THE PROBLEM:
Reproduce the passage of the nursing mock disaster article between "During the event, victims" and "began collecting evidence.", inclusive.

DOCUMENT SEGMENT:
◇ ◇ ◇

CUH nursing students aid “victims” in mock disaster event


Chaminade nursing students assess each victim carefully durning the mock disaster event.

Organized chaos at the Henry Hall Courtyard drew a crowd of students and staff who witnessed the mock disaster event put on by the Chaminade University of Honolulu nursing department on Thursday.

Senior nursing students, forensic science students and Chaminade staff gathered around the courtyard at 10 a.m. when an artificial bomb went off injuring 15 “victims.”

The mock disaster was a simulation event that helped 51 CUH nursing seniors gain hands-on experience if an event like this were to happen in real life. Students had to respond to victims injured by a bomb filled with nuts and bolts left in an unattended backpack.

“The event was to prepare us for an actual disaster,” said senior Chelsea Lynn McKee, incident commander.

Before the event took place, nursing faculty met in CT Ching Conference Center at 9:30 a.m. to tie color ribbons to themselves distinguishing the different groups and jobs.

During the event, victims screamed for help while nursing students ran frantically around the mock scene tending to each one. The students made sure to assess each injured individual accordingly.

When a CUH faculty member yelled to “set up triage,” students broke out medical supplies, and forensic students ran on scene and began collecting evidence.

After nurses diagnosed victims, they were transported to color coordinated mats based on their injury severities.

McKee and senior Whitney Sylva were the two in charge. They monitored the scene and kept order in the chain of command.

“For the first time it went pretty well,” Sylva said. “Our team was good and we knew our roles.”

The nursing students took their jobs seriously. Each team had a specific role and made sure the respective duties were carried out.

Cherry Joy Sercena, a senior, was an Operations Section Chief. She was responsible for making sure everyone knew his or her role.

“We all went in with specific roles,” Sercena said. “It’s natural for us.”

The mock disaster was used as an inter-professional education event. The nursing department provided students with an interactive experience, and the opportunity to work with and learn about other professions, according to Sarah Jarvis, CUH simulation laboratory and research assistant.

After the event was over both incident commanders reflected on the event and were pleased with the outcome.

“It went pretty well,” McKee said, stressed. “It was very overwhelming.”

Sylva noted that if the opportunity to do it again came around, she would be able to perform a lot better.

“We already know what to expect,” Sylva said.

According to McKee, an important aspect of the mock disaster was triage. If there were anything to do differently it would be to triage better and spread out more. Other than that, she feels the whole program did a really good job.

Although CUH nursing department doesn’t have a set plan for this relatively low-budget event, it is Jarvis’ hope that the videos and pictures taken from the event will be used in conferences and educational events as training material for students and staff.

◇ ◇ ◇

SOURCE INFORMATION:
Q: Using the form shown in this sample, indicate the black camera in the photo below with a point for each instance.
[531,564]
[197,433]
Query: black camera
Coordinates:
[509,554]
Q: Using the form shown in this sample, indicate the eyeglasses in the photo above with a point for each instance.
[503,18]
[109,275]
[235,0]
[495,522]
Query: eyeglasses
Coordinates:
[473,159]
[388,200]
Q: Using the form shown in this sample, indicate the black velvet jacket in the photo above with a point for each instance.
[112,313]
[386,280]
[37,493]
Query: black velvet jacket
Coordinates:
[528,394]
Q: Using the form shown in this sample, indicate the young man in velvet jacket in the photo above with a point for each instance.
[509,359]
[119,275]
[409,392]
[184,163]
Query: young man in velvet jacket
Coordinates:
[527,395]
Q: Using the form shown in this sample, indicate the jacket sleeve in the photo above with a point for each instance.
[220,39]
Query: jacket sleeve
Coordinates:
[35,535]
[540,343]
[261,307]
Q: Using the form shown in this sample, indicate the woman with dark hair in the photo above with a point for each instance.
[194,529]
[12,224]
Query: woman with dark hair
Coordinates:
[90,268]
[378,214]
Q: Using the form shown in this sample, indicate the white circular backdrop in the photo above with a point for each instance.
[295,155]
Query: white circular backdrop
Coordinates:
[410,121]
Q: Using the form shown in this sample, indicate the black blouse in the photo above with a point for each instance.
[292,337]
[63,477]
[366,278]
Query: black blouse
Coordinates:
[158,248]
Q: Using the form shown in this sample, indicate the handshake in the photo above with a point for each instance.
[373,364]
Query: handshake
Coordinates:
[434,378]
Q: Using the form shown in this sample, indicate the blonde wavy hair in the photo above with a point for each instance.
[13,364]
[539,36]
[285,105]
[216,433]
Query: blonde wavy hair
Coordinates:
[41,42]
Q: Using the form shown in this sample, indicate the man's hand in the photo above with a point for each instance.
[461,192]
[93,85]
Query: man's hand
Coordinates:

◇ ◇ ◇

RESPONSE TO THE EXERCISE:
During the event, victims screamed for help while nursing students ran frantically around the mock scene tending to each one. The students made sure to assess each injured individual accordingly.

When a CUH faculty member yelled to “set up triage,” students broke out medical supplies, and forensic students ran on scene and began collecting evidence.